[Annotated photo localization data]
┏━━
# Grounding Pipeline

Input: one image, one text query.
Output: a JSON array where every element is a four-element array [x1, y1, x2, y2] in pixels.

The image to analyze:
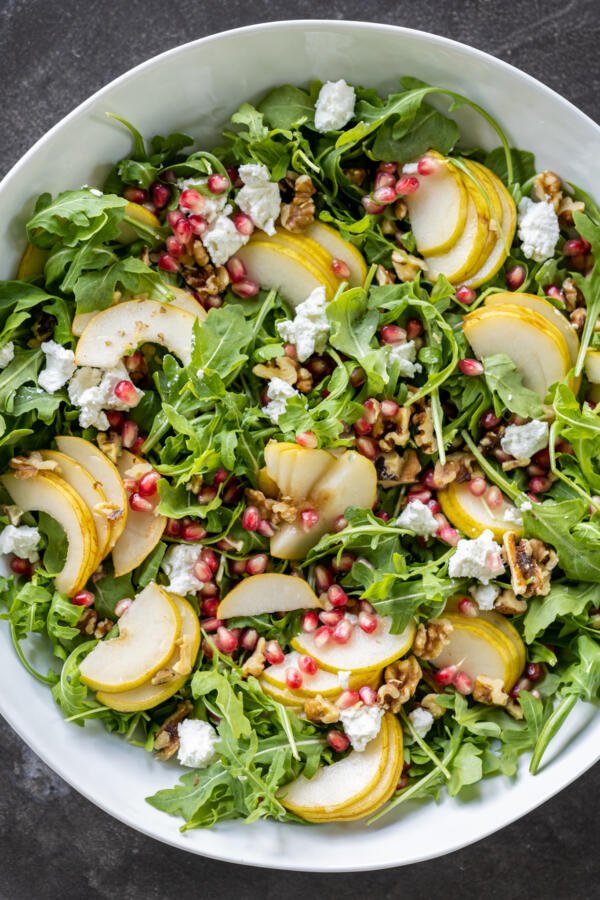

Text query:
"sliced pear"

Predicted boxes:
[[463, 165, 517, 287], [280, 714, 389, 820], [54, 436, 127, 549], [117, 201, 162, 244], [235, 240, 337, 308], [72, 286, 206, 337], [112, 450, 166, 577], [263, 440, 298, 486], [463, 305, 571, 399], [262, 650, 379, 698], [257, 466, 279, 498], [259, 678, 305, 709], [79, 582, 181, 692], [263, 228, 337, 280], [270, 451, 377, 560], [486, 292, 579, 364], [96, 594, 200, 712], [406, 156, 468, 256], [305, 221, 367, 286], [75, 299, 196, 368], [424, 175, 490, 284], [217, 573, 322, 620], [276, 447, 336, 501], [1, 471, 98, 595], [17, 243, 49, 280], [585, 349, 600, 384], [431, 613, 520, 690], [445, 598, 526, 676], [438, 480, 523, 542], [291, 616, 415, 675]]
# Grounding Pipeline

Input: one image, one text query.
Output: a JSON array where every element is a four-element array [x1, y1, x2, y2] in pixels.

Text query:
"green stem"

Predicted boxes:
[[529, 694, 578, 774], [548, 420, 600, 508], [399, 709, 451, 779], [9, 624, 56, 686]]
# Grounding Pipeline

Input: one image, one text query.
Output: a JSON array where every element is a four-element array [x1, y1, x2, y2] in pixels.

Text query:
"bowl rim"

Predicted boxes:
[[0, 18, 599, 872]]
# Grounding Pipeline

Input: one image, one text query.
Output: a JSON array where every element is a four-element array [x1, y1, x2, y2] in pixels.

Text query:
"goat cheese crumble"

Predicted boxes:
[[262, 377, 300, 423], [448, 529, 505, 584], [314, 79, 356, 133], [387, 340, 422, 378], [276, 286, 330, 361], [469, 583, 500, 611], [500, 420, 549, 459], [339, 705, 384, 752], [236, 163, 281, 235], [0, 524, 40, 562], [0, 342, 15, 369], [396, 498, 439, 535], [203, 215, 249, 266], [408, 707, 434, 739], [38, 341, 76, 393], [177, 719, 219, 768], [161, 543, 206, 595], [67, 363, 142, 431], [517, 198, 560, 262], [503, 507, 524, 526]]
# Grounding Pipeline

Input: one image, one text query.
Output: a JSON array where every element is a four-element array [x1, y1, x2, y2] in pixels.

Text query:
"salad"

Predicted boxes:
[[0, 75, 599, 830]]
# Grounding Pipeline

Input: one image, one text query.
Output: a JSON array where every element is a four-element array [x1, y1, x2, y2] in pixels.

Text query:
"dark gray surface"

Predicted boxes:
[[0, 2, 598, 897]]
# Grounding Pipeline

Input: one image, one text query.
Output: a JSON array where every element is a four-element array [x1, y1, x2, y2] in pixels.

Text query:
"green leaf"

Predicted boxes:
[[447, 742, 483, 796], [0, 350, 43, 414], [191, 669, 252, 739], [483, 353, 544, 418], [523, 499, 600, 583], [73, 257, 172, 314], [27, 190, 127, 248], [37, 511, 68, 575], [484, 147, 535, 185], [258, 85, 315, 130], [93, 572, 134, 619], [191, 307, 253, 379], [553, 383, 600, 439], [562, 635, 600, 701], [134, 541, 167, 589], [524, 582, 597, 643], [372, 104, 459, 162]]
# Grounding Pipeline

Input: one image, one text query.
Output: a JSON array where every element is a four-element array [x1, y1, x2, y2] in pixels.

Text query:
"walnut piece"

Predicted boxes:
[[97, 431, 122, 463], [375, 264, 395, 286], [241, 637, 267, 678], [421, 693, 446, 719], [473, 675, 509, 707], [493, 588, 527, 615], [378, 656, 422, 712], [432, 451, 476, 488], [342, 167, 367, 186], [503, 532, 558, 597], [378, 406, 412, 452], [391, 249, 427, 283], [412, 398, 437, 454], [412, 619, 453, 660], [191, 240, 209, 267], [303, 693, 340, 725], [532, 170, 562, 209], [279, 174, 316, 232], [9, 451, 59, 479], [561, 276, 584, 311], [557, 194, 585, 227], [76, 609, 114, 639], [154, 700, 194, 761], [375, 449, 421, 487], [245, 488, 298, 525], [252, 356, 299, 385], [505, 699, 524, 720]]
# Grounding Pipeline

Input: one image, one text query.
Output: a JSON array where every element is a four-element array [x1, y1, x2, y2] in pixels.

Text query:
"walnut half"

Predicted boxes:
[[303, 693, 340, 725], [473, 675, 509, 707], [412, 619, 453, 660], [378, 656, 422, 712], [503, 532, 558, 597], [153, 700, 193, 761]]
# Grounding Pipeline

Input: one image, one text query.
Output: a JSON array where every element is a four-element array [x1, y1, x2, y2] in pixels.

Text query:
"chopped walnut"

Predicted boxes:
[[557, 194, 585, 227], [378, 656, 422, 712], [375, 264, 395, 286], [570, 307, 586, 332], [124, 460, 153, 480], [505, 699, 524, 720], [9, 452, 59, 479], [252, 356, 299, 385], [532, 170, 563, 210], [245, 487, 298, 525], [391, 249, 427, 283], [432, 451, 476, 488], [473, 675, 509, 707], [76, 609, 114, 639], [412, 619, 453, 660], [97, 431, 122, 463], [154, 701, 194, 760], [303, 693, 340, 724], [421, 693, 446, 719], [279, 174, 316, 232], [342, 167, 367, 186], [375, 449, 421, 487], [412, 399, 437, 455], [503, 532, 558, 598], [191, 240, 209, 267], [493, 588, 527, 615], [393, 199, 408, 220], [378, 406, 412, 452], [562, 277, 584, 312], [241, 637, 267, 678]]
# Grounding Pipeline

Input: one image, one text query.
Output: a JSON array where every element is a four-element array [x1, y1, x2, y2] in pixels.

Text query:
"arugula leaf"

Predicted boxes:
[[326, 287, 387, 391], [37, 511, 67, 575], [524, 582, 597, 643], [191, 668, 251, 739], [561, 635, 600, 701], [73, 257, 172, 314], [258, 85, 315, 130], [27, 190, 127, 248], [0, 350, 43, 414], [523, 499, 600, 582], [191, 307, 253, 379], [372, 104, 459, 162], [484, 147, 535, 184], [483, 353, 544, 418], [93, 572, 134, 619], [447, 742, 483, 796]]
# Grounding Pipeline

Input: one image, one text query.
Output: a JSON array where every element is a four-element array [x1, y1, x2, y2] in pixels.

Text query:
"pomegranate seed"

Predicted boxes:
[[232, 278, 260, 298], [456, 285, 477, 304], [257, 520, 275, 537], [226, 257, 247, 283], [166, 209, 184, 229], [200, 582, 219, 600], [165, 518, 181, 537], [361, 196, 386, 215], [182, 522, 207, 541], [563, 238, 591, 256], [416, 156, 440, 176], [434, 665, 457, 686], [379, 162, 398, 174], [122, 475, 137, 495], [150, 182, 170, 209], [201, 597, 220, 617], [373, 185, 397, 204], [131, 435, 145, 454], [183, 214, 206, 238], [337, 689, 360, 709], [328, 584, 349, 608], [360, 599, 375, 614], [320, 609, 344, 626], [327, 730, 350, 752], [350, 366, 366, 387], [298, 655, 318, 676], [200, 548, 219, 573], [227, 165, 241, 186], [331, 553, 355, 574], [453, 670, 474, 695], [526, 662, 544, 682], [438, 525, 460, 546], [201, 638, 214, 659], [216, 625, 238, 654], [359, 685, 378, 705], [358, 610, 378, 633], [157, 252, 179, 273], [229, 558, 247, 576], [230, 211, 254, 235], [72, 590, 94, 607], [106, 410, 125, 431], [395, 175, 420, 195], [302, 610, 319, 633], [295, 430, 318, 450], [468, 477, 487, 497], [174, 216, 194, 242], [315, 565, 333, 592], [458, 358, 484, 377], [265, 640, 285, 665], [381, 399, 400, 417], [332, 619, 353, 644], [114, 597, 132, 617], [458, 596, 479, 617], [380, 324, 407, 345], [356, 436, 378, 459], [193, 560, 213, 583], [124, 186, 147, 204], [138, 470, 160, 497], [314, 625, 332, 648], [485, 486, 504, 509], [529, 476, 552, 493], [532, 448, 551, 469], [361, 398, 380, 423], [354, 417, 373, 436], [283, 343, 297, 360], [124, 351, 144, 374], [334, 515, 348, 532], [129, 492, 153, 512], [240, 628, 259, 652], [331, 257, 351, 278], [241, 506, 260, 531], [480, 409, 502, 430], [420, 468, 437, 489], [114, 379, 139, 407], [246, 553, 268, 575], [427, 499, 441, 514], [545, 284, 564, 301], [165, 235, 184, 257], [207, 173, 229, 194], [300, 508, 320, 531], [374, 171, 397, 190], [198, 485, 218, 503], [505, 264, 526, 291], [179, 188, 202, 211], [405, 317, 423, 339], [510, 677, 532, 699]]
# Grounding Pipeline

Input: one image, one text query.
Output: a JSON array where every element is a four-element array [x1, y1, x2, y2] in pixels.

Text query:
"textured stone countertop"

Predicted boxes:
[[0, 2, 598, 897]]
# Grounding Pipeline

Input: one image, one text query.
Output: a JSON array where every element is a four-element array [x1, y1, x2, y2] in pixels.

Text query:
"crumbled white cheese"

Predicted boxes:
[[276, 286, 330, 361], [396, 499, 439, 536], [501, 420, 549, 459], [0, 524, 40, 562], [339, 705, 384, 752], [517, 198, 560, 262], [177, 719, 219, 768], [503, 506, 524, 527], [179, 178, 232, 223], [161, 543, 205, 595], [387, 340, 422, 378], [0, 342, 15, 369], [337, 670, 351, 689], [448, 529, 505, 584], [203, 215, 249, 266], [408, 707, 434, 739], [469, 583, 500, 611], [38, 341, 76, 393], [314, 79, 356, 133], [236, 163, 281, 236], [262, 377, 300, 423], [520, 500, 533, 512], [67, 363, 142, 431]]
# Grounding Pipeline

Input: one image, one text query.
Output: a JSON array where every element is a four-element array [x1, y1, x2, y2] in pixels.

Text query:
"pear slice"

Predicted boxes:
[[281, 715, 390, 820], [96, 594, 200, 712], [463, 165, 517, 287], [111, 450, 166, 577], [75, 299, 197, 368], [406, 156, 468, 256], [259, 678, 305, 709], [54, 436, 127, 549], [257, 466, 279, 498], [235, 240, 338, 308], [276, 447, 336, 501], [431, 613, 520, 690], [291, 616, 415, 675], [424, 175, 490, 284], [445, 598, 526, 675], [217, 573, 322, 620], [263, 440, 298, 486], [262, 650, 379, 698], [585, 349, 600, 384], [72, 285, 206, 337], [463, 304, 571, 398], [305, 221, 368, 286], [79, 582, 181, 692], [438, 480, 523, 542], [17, 242, 49, 280], [486, 292, 579, 364], [262, 228, 337, 280], [270, 450, 377, 560], [1, 471, 98, 595], [117, 201, 161, 244]]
┗━━
TASK DESCRIPTION: From the entries above, show each line that includes the string "walnut".

WRITTEN ANSWER:
"walnut piece"
"walnut half"
"chopped walnut"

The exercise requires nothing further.